Please reproduce the passage of the IRC log starting with "<muurkha>Grand Forks? Ghostface" and going on through "to a megabyte)", word for word.
-- START PAGE EXCERPT --
IRC channel logs

2022-03-08.log

back to list of logs

<muurkha>usually filesystems have to worry a lot about disk sequencing, consistency on power outages, consistency of the buffer cache, fragmentation vs. block allocation efficiency, that kind of thing. those problems mostly go away if you can get away with just writing the entire consistent filesystem image to disk when someone says `sync`
<oriansj>muurkha: we also can dictate no power outages; do no buffering, ignore fragmentation and just stick to 4K blocks
<muurkha>yeah
<oriansj>performance doesn't matter nor do we have to be efficient in any regard than simplicity
<muurkha>well, if the resulting system isn't usable, people won't use it to look at the source
<muurkha>so you're back to trusting mainstream Linux or whatever to not lie to you about what the source says
<muurkha>but that's still a lot better than where we are now
<oriansj>well nothing will be there to stop us from building a better version in the M2-Planet C subset and just switch to that too
<oriansj>also I am planning on using BootOS (possibly with some tweaks) and manually making a GFK file system by hand and a couple boot sector programs for manually writing the pieces onto the disk
<oriansj>but first things first, I need to solve this kernel problem and shrink the TCB more and into a form that I can then snuff out
<muurkha>Green Fluorescent Knowledge?
<muurkha>Grand Forks? Ghostface Killah?
<oriansj>muurkha: good forking knight filesystem
<muurkha>heh
<oriansj>figured I might as well make a filesystem made to be hand edited and trivial in assembly to support
<muurkha>the UCSD p-System filesystem didn't support fragmented files at all
<muurkha>if you wanted to write a file that wouldn't fit into any of the free spaces on the disk, you had to run a defragmenter program to defragment the disk
<muurkha>for a usable bootstrapped system I've been thinking of directly accessing NAND Flash without a FTL
<oriansj>page based filesystem seems relatively simple to do and then I can just ignore being fragmented
<muurkha>not sure why they made that choice but possibly one reason was so that the whole filesystem catalog would fit in one sector (this was floppy-disk era, so the disk might be up to a megabyte)
-- END PAGE EXCERPT --
-- START GIVEN DATA --
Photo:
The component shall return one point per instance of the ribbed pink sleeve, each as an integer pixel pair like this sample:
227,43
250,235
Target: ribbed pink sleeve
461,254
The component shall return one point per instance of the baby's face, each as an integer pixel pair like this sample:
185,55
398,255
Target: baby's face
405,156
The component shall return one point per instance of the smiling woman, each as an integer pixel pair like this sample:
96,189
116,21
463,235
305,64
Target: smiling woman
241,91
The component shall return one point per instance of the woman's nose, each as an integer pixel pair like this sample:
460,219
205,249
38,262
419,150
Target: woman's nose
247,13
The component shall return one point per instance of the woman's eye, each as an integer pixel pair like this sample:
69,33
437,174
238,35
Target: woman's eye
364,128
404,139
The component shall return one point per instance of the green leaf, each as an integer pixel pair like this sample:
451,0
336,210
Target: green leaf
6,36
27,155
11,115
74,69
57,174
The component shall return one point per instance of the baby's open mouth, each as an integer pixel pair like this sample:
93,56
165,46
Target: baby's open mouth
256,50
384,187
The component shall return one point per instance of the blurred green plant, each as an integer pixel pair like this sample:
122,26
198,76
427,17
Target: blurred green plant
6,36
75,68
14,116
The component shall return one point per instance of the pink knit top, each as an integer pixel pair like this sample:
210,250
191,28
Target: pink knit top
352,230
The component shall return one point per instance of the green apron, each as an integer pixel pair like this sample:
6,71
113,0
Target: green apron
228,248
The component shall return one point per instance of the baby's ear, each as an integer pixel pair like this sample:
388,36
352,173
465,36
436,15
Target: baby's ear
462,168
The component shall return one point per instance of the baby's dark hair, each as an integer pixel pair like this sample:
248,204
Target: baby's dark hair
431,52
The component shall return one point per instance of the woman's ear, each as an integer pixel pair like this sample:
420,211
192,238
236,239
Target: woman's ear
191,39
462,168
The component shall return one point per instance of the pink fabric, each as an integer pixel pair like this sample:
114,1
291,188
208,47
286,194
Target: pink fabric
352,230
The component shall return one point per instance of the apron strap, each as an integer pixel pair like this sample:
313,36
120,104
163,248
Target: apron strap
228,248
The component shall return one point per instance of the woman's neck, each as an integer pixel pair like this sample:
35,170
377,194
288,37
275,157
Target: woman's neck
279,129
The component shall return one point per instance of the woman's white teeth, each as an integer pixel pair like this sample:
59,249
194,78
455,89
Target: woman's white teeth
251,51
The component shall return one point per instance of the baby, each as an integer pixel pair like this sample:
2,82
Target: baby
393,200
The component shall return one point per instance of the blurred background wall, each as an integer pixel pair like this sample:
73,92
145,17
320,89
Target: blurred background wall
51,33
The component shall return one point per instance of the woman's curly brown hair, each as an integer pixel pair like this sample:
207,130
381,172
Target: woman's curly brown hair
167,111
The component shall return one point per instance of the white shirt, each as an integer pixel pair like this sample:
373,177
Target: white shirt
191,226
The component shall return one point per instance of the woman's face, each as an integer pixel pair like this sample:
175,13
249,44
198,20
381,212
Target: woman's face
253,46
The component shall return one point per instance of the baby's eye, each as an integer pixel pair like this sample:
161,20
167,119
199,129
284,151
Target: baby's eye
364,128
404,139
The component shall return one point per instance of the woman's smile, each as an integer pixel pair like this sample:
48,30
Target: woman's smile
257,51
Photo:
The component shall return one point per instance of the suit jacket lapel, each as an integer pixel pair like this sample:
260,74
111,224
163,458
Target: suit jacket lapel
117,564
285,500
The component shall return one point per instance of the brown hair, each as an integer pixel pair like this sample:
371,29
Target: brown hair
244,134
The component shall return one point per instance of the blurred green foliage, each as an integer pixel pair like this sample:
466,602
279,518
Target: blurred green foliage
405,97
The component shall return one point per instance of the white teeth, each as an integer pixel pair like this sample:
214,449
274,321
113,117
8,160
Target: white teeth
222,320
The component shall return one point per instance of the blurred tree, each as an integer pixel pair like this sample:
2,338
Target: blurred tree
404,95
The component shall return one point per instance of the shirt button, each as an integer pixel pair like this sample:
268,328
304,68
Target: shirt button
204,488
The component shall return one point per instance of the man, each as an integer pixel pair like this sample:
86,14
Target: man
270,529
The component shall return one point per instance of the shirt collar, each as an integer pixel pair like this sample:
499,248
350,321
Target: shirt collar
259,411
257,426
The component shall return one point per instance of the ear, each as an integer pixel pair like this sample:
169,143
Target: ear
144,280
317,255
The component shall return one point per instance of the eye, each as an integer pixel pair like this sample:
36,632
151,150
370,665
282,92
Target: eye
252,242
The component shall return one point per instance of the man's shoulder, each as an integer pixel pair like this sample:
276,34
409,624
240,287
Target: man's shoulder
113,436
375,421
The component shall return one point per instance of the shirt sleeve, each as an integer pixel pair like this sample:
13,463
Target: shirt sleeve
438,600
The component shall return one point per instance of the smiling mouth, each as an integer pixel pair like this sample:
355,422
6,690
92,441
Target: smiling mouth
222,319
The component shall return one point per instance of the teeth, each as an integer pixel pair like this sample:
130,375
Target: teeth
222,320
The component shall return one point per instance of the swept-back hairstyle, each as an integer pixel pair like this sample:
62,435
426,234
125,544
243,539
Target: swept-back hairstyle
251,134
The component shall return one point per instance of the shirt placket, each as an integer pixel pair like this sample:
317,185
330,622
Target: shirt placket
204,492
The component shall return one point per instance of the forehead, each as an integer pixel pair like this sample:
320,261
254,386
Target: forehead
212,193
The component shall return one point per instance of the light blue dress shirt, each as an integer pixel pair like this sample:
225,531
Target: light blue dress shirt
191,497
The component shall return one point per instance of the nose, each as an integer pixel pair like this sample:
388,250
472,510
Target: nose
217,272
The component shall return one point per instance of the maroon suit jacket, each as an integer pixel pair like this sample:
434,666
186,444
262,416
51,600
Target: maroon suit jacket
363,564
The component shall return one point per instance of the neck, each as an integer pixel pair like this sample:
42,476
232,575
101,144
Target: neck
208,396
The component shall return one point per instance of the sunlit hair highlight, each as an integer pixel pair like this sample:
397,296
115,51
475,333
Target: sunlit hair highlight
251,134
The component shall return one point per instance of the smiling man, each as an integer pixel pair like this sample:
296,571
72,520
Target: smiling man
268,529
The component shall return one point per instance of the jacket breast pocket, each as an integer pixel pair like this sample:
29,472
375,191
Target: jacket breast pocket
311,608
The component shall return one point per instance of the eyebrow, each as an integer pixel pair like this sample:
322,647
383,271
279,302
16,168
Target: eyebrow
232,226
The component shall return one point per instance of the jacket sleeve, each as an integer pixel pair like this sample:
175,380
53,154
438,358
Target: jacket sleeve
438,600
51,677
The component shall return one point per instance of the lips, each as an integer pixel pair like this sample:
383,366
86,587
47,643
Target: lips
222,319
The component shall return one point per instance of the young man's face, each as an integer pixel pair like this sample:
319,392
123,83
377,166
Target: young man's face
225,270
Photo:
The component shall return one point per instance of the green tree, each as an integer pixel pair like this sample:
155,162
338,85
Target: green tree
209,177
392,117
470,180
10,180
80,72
-- END GIVEN DATA --
_RESPONSE TO THE EXERCISE:_
<muurkha>Grand Forks? Ghostface Killah?
<oriansj>muurkha: good forking knight filesystem
<muurkha>heh
<oriansj>figured I might as well make a filesystem made to be hand edited and trivial in assembly to support
<muurkha>the UCSD p-System filesystem didn't support fragmented files at all
<muurkha>if you wanted to write a file that wouldn't fit into any of the free spaces on the disk, you had to run a defragmenter program to defragment the disk
<muurkha>for a usable bootstrapped system I've been thinking of directly accessing NAND Flash without a FTL
<oriansj>page based filesystem seems relatively simple to do and then I can just ignore being fragmented
<muurkha>not sure why they made that choice but possibly one reason was so that the whole filesystem catalog would fit in one sector (this was floppy-disk era, so the disk might be up to a megabyte)